- Goal of the exercise: Render every entry verbatim.

- Data excerpts:
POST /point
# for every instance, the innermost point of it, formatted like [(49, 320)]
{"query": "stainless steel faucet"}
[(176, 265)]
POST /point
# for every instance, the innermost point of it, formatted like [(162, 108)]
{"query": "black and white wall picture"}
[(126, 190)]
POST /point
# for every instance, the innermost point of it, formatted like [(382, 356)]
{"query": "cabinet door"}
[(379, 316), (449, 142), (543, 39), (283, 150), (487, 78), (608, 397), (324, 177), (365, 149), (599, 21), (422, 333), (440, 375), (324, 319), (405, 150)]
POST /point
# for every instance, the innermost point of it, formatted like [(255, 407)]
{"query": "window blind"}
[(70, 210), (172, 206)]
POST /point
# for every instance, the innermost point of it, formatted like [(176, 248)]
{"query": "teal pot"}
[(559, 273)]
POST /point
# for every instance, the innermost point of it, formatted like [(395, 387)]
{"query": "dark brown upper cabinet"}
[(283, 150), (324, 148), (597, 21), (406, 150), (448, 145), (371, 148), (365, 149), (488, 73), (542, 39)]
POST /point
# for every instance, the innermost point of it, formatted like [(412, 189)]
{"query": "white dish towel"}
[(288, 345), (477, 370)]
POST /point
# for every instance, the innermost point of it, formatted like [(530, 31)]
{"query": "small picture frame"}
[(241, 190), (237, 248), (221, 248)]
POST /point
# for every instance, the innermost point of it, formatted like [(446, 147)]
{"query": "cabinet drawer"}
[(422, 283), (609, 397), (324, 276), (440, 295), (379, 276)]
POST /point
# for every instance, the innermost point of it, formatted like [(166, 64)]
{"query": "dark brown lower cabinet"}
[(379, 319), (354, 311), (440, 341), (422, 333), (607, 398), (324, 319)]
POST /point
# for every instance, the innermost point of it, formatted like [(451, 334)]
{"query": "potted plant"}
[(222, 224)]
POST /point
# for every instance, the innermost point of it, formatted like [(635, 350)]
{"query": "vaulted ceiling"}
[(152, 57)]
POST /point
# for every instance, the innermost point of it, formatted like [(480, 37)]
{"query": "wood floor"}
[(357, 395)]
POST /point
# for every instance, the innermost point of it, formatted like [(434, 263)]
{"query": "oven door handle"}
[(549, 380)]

- Answer to this task:
POST /point
# for every instance, the innermost point of it, formatted like [(49, 320)]
{"query": "stainless steel faucet"}
[(176, 265)]
POST /point
# for every instance, the innermost point of it, formatted like [(162, 108)]
{"query": "black and white wall picture"}
[(126, 190)]
POST /point
# for every instance, the innermost point of it, formatted like [(382, 356)]
{"query": "cabinet door"}
[(379, 316), (449, 142), (543, 39), (283, 150), (487, 78), (608, 397), (324, 177), (365, 149), (599, 21), (422, 333), (440, 375), (324, 319), (405, 150)]
POST /point
# for every instance, the innermost point of it, formatted like [(255, 407)]
{"query": "window blind"}
[(70, 210), (172, 206)]
POST /point
# for every instance, the innermost point of it, formatted like [(176, 248)]
{"query": "teal pot"}
[(559, 273)]
POST /point
# for every instance, the innermost point of it, formatted like [(395, 387)]
{"query": "dark brown upper cabinet"}
[(283, 150), (324, 148), (597, 21), (406, 150), (448, 145), (371, 148), (365, 149), (488, 73), (542, 39)]
POST /point
# for every instance, the innermost point of it, formatted like [(412, 189)]
{"query": "white dish towel"}
[(288, 345), (477, 370)]
POST /point
# for every instance, the innermost point of it, formatted like [(530, 31)]
{"query": "small picture frame"}
[(241, 190), (237, 248), (221, 248)]
POST /point
# for every instance, the innermost point of it, formatted like [(446, 147)]
{"query": "cabinet drawer"}
[(422, 283), (609, 397), (324, 276), (440, 295), (379, 276)]
POST /point
# for every instance, the innermost point of it, formatted like [(166, 64)]
{"query": "dark brown lower cabinet"}
[(379, 319), (354, 311), (440, 341), (422, 333), (607, 398), (324, 319)]
POST /point
# for every instance, the innermost point of it, formatted like [(451, 334)]
{"query": "potted plant"}
[(222, 224)]
POST /point
# for every instance, the innermost point of it, formatted like [(635, 350)]
{"query": "vaulted ceiling"}
[(152, 57)]
POST /point
# for every instance, the innermost point of it, formatted like [(480, 37)]
{"query": "wood floor"}
[(357, 395)]
POST /point
# for every instance, the innermost point of it, formatted like [(434, 263)]
{"query": "oven door handle"}
[(549, 380)]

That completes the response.